*TO DO:*
Identify each line in the listing below that contains the word "vegetation" and copy those lines out.

*RECORDS FOR PROCESSING:*
<<<<
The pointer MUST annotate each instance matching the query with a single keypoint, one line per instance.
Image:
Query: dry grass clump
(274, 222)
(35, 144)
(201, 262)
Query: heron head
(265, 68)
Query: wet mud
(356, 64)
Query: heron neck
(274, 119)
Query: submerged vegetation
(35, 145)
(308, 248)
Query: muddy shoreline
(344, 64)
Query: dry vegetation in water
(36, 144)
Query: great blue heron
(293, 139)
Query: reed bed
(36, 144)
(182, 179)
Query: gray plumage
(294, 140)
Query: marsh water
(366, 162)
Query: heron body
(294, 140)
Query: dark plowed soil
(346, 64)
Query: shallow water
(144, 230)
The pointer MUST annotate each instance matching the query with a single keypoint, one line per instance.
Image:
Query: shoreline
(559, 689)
>>>>
<<<<
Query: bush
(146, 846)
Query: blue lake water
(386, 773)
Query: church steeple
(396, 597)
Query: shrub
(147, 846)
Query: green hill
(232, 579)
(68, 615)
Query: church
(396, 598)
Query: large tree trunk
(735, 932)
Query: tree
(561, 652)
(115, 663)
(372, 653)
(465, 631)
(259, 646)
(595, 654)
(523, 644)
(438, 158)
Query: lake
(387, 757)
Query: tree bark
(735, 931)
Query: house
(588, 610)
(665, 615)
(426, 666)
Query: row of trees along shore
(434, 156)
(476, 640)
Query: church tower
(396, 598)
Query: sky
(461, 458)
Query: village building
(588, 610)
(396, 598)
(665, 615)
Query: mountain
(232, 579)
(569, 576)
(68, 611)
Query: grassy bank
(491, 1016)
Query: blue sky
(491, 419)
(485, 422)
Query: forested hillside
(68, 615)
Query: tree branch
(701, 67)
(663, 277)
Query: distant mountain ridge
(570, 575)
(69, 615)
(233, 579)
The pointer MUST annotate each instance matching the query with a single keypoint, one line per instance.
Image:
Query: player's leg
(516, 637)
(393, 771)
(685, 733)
>>>>
*FINISHED EXERCISE:*
Query: submerged vegetation
Query: dry vegetation in water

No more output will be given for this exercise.